## Instructions to follow
Output the full listing below exactly, without the pictures.

## Source data
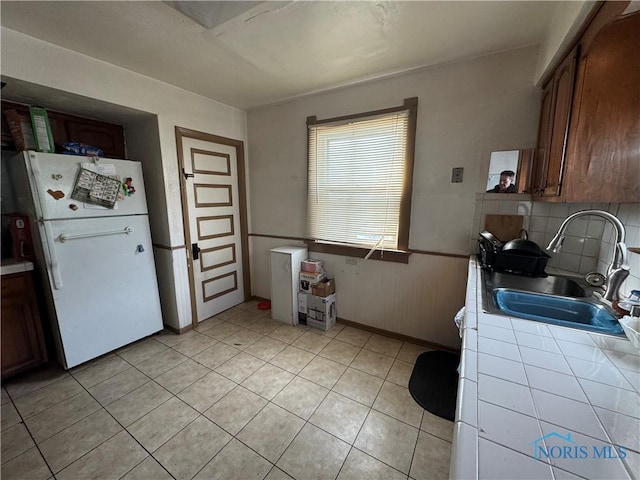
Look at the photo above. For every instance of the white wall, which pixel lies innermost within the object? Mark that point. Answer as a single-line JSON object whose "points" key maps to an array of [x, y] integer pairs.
{"points": [[26, 58], [466, 110]]}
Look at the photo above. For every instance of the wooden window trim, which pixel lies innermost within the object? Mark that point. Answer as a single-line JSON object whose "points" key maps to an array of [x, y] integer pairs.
{"points": [[402, 254]]}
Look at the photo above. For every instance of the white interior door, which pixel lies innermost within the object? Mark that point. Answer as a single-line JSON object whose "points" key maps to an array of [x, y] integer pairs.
{"points": [[215, 206]]}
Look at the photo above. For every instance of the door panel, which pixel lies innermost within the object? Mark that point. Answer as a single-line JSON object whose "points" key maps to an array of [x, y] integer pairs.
{"points": [[214, 213]]}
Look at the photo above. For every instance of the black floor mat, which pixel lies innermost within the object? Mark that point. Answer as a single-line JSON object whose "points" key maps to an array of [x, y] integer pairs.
{"points": [[434, 383]]}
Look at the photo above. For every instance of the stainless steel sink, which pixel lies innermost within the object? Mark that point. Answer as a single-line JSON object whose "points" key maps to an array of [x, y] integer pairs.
{"points": [[552, 299]]}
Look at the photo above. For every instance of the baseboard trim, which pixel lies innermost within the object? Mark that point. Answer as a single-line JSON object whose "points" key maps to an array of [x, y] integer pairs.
{"points": [[397, 336], [179, 331]]}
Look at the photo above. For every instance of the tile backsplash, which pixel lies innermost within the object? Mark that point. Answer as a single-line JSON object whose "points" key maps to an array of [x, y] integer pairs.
{"points": [[589, 241]]}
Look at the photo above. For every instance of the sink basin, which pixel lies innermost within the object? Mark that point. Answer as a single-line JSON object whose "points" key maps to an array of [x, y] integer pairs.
{"points": [[565, 311]]}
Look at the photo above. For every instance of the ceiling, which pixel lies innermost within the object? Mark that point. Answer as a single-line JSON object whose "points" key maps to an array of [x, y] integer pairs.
{"points": [[252, 54]]}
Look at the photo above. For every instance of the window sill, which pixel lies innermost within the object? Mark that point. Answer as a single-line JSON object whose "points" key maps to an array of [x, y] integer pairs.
{"points": [[349, 251]]}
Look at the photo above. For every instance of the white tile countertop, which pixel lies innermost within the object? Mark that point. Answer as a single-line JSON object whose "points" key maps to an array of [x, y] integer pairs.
{"points": [[10, 266], [543, 401]]}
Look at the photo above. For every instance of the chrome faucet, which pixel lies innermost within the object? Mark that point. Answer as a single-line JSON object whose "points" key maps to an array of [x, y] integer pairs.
{"points": [[618, 271]]}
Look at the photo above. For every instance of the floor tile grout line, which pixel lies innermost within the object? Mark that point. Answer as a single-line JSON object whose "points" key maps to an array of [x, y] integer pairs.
{"points": [[297, 374], [123, 428], [35, 444]]}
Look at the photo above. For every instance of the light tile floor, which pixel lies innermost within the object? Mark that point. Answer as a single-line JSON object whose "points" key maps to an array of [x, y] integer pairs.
{"points": [[240, 397]]}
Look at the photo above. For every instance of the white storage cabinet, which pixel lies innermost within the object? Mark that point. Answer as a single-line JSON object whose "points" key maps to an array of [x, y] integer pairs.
{"points": [[285, 281]]}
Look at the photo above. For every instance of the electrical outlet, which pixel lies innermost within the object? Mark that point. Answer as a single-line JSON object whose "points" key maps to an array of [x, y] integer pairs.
{"points": [[456, 175]]}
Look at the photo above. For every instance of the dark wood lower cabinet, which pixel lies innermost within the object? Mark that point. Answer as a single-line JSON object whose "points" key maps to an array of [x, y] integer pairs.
{"points": [[23, 345]]}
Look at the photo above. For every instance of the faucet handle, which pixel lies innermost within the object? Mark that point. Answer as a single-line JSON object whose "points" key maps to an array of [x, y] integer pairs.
{"points": [[595, 279]]}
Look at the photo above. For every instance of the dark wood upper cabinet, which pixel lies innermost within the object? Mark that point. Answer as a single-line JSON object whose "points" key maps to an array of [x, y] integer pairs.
{"points": [[603, 159], [589, 130], [543, 150], [108, 137], [562, 96], [23, 345]]}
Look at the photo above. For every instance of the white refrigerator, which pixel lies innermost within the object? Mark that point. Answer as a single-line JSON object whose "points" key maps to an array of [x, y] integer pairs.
{"points": [[96, 257]]}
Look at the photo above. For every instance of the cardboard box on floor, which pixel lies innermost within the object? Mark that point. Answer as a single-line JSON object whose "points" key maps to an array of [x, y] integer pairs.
{"points": [[309, 279], [324, 288], [317, 312]]}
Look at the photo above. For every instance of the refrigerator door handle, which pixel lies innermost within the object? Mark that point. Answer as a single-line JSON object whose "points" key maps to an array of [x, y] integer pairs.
{"points": [[34, 172], [51, 257]]}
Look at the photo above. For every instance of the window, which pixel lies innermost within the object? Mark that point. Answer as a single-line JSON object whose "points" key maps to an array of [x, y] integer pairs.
{"points": [[359, 178]]}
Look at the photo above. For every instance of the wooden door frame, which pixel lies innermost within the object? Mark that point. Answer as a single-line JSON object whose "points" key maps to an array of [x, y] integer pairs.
{"points": [[181, 133]]}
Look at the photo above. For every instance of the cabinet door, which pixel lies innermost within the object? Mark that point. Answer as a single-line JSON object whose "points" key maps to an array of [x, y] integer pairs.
{"points": [[544, 133], [562, 96], [22, 340], [604, 145]]}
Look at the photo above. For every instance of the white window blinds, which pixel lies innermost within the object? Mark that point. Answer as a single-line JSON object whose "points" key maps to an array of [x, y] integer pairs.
{"points": [[356, 179]]}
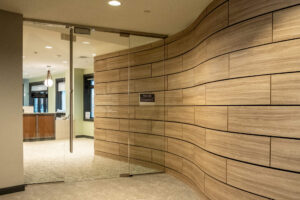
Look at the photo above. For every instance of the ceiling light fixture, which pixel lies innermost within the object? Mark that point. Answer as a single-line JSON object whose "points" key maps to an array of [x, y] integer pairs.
{"points": [[114, 3], [48, 81]]}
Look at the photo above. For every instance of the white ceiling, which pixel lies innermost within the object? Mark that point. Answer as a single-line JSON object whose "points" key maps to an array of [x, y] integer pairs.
{"points": [[165, 17], [36, 57]]}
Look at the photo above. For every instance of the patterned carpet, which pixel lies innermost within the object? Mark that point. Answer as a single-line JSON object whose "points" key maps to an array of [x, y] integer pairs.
{"points": [[51, 161]]}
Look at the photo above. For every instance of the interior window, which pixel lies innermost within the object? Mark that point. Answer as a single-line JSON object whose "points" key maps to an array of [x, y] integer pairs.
{"points": [[60, 96], [38, 97], [88, 94]]}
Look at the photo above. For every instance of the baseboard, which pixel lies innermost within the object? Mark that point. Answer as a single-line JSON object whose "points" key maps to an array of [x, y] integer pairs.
{"points": [[84, 136], [13, 189]]}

## Task result
Look at the photo above. For every instance of the white wall, which pixel lies innermost within the object? Mark that point. Answer as a single-line JSON object whose "points" key maps to an array of [x, y] integer pairs.
{"points": [[26, 58], [466, 110]]}
Look at the photo above. For every instance of the wooden window trim, which pixel lies innermost within the object? Mark that point. Answer as a single-line JSON object whose "points" key maps to an array of [x, y] integer pairs.
{"points": [[402, 254]]}
Look at the photo above. For every instance of the white interior door, which pixel lies innermost within the object? Mark that point. Answer as a single-line JSON object whose "points" key maps to an array of [x, y] integer pairs.
{"points": [[215, 206]]}
Look at the photo above. For every instance of the door panel, which pixel lies innermost within the object? Mark that point. Answer as a single-line JSON object whose "points" key maps to an array of [x, y] integer pairs.
{"points": [[214, 213]]}
Look at the photo above. For every instance of the black floor mat, which pixel lies innermost within the object? Mark that point. Answer as a single-line JSON object whose "points" key maps to an array of [x, y] integer pairs.
{"points": [[434, 383]]}
Look at the photo above. For every instance of the stainless steel sink, which pixel lies innermost within the object? Mark that point. Answer as a single-line JSON object whose "points" key maps to an array of [x, y] integer pairs.
{"points": [[552, 299]]}
Look at the photo above. For every instance of the baseboard trim, which pixel lies innermost within the object? Mark that point. Answer as a single-line JSON object whose "points" key maps to an array of [x, y] integer pairs.
{"points": [[397, 336], [179, 331]]}
Look at the photo above. For every instance of the tile backsplash, which pixel lies innermost within the object? Mark that point. Answer as a single-line JSON object whose "points" key maps to an array of [x, y] integer pairs.
{"points": [[589, 241]]}
Look at the photo above. For every instance of the sink basin, which pixel lies innermost within the object? Mark that point. Answer as a single-line JSON object whose "points" key maps to an array of [x, y] integer pairs.
{"points": [[565, 311]]}
Look at the photo above. For every instance of the ceiling, which pixel lies innermost within the object? Mark that point. Answer as a single-line JSON object whose "points" key maps to an array of [x, y] integer pairs.
{"points": [[252, 54]]}
Look at the photo above. For every instance of the window sill, which pixel lies innermost within the object? Mark that point. Answer as a single-line JSON object whose "points" key maps to an array of [x, y] integer pairs.
{"points": [[349, 251]]}
Look at the photo above. For every instance of the white tile countertop, which pixel lies innermost within the object? Mark that point. Answer as a single-line JSON object whose "points" key maps to an array of [x, y] integer pairs.
{"points": [[10, 266], [543, 401]]}
Look at the photo above. For every instance of the chrome faucet, which pixel lies innermost within the object? Mark that point. Answer as a single-line JSON object whose "points" key maps to an array of [x, y] integer pairs.
{"points": [[618, 271]]}
Look at the photo above. For every instance of the floor tile grout line, which pixel lies innermost within the object? Mark that point. Answer as a single-line JSON object whose "points" key maps to an array of [x, y] integer pairs.
{"points": [[297, 374], [123, 428], [35, 444]]}
Look at the photo above. For every instance of the light tile floor, which pixel lies innermost within the object? Mark that point. Answer as a single-line JSON object whose "points" key maps to an array of [x, y] integer pairs.
{"points": [[240, 397]]}
Look at the photo above. For every instance of the white storage cabinet, which pixel lies innermost within the object? Mark that point. Answer as a single-line JSON object whose "points" key maps to an array of [x, y] integer pairs.
{"points": [[285, 281]]}
Look at the photo above. For every instance of the electrical outlet, which pixel lies innermost within the object? Mark that point. Answer as a single-line JSON object whose "points" key maps to an array of [x, y] integer pairs.
{"points": [[456, 175]]}
Look at the photo above. For every instance of the dark wood lower cabinet, which pixel lies innermost within the object? Mark that point. Answer as a single-line JSON object whose "points" key maps to an array of [x, y] integer pairs.
{"points": [[23, 345]]}
Look at the photo above. For every instance of the faucet handle, which pixel lies innermost within the object? Mark that point. Answer as a single-line JSON object whose "points" key maps to an array of [x, y] integer pairs.
{"points": [[595, 279]]}
Look at the photo above. For every instance of the dark wood upper cabinet, which pixel lies innermost within the object? Mark that point. Answer as a single-line JSON object whose "points" key maps to an array of [x, y] integer pairs.
{"points": [[603, 159], [589, 130], [543, 150], [108, 137], [562, 96], [23, 345]]}
Look at the photo above. For every instance of the white refrigerator, which pixel lies innermost within the object? Mark that point. Answer as a single-line JSON object whose "points" key maps to an array of [x, y] integer pairs.
{"points": [[96, 257]]}
Look at the photo above. For every instance of the cardboard box on floor, which pixel lies innermost within the object? Mark that point. Answer as a single-line JSON object whose "points" key maps to an array of [x, y] integer pairs.
{"points": [[309, 279], [324, 288], [317, 312]]}
Look at the photo above. For every instance of the refrigerator door handle, which pixel lies innermost within the object? Mark that point. Answer as a single-line JSON object whose "points" key maps to an array of [x, y] integer pairs.
{"points": [[34, 172], [51, 257]]}
Look at the photo above. For every instance of the window, which pixel lies innermost within the object? Mark that point. Answer as a single-line JSON object whose "points" key maps to an array of [x, y] integer pairs.
{"points": [[359, 178]]}
Look at the photo above. For every instance of the wooden door frame, which pixel lies innermost within the object? Mark that point. Answer as a single-line JSON object whose "points" key maps to an array of [x, y] integer pairs.
{"points": [[181, 133]]}
Look at the photo above. For every instance of the cabinet door, which pixel lies innermost within the object? Mark that point. Answer as a single-line JSON object whose "points" key maps to an array of [x, y] integer pairs.
{"points": [[544, 133], [562, 96], [22, 340], [604, 145]]}
Look at the photo above. For every instance of the white window blinds, which pixel lies innermost within the object? Mark that point. Answer as a single-line JSON object whose "points" key maps to an array of [x, y] integer pairs.
{"points": [[356, 179]]}
Look at the photo above. For every instance of the ceiling light fixture, which pixel lies innermost within the object? Mark that point. Answer as a single-line JSON object whose "points" key maps to an array of [x, y] integer pairs.
{"points": [[114, 3], [48, 81]]}
Look at the photo above. For every instance of the white ceiling, which pixel lies innermost within the object? Mark that point. Answer as a single-line JSON object whose "points" key maps to an array of [x, y] integer pairs.
{"points": [[165, 17], [36, 57]]}
Look at the photo above. For every instance of the patterned carpet, which pixel lies innermost within the object? Mark that point. Answer as a single-line JSON object whose "points" key maps to an array of [x, y] integer pairs.
{"points": [[51, 161]]}
Look at the photo above. For every instance of the interior window, which pixel lies innermost within the object? Mark that point. Answer as a single-line JSON object whose "points" key maps to an array of [x, y] integer pairs.
{"points": [[60, 96], [38, 97], [88, 94]]}
Look at the photo above. For every instance of the baseboard, which pixel lies innermost within the object? Mark that point. Answer as a single-line JSON object whose "points" key maps to an array of [x, y] integer pairs.
{"points": [[84, 136], [13, 189]]}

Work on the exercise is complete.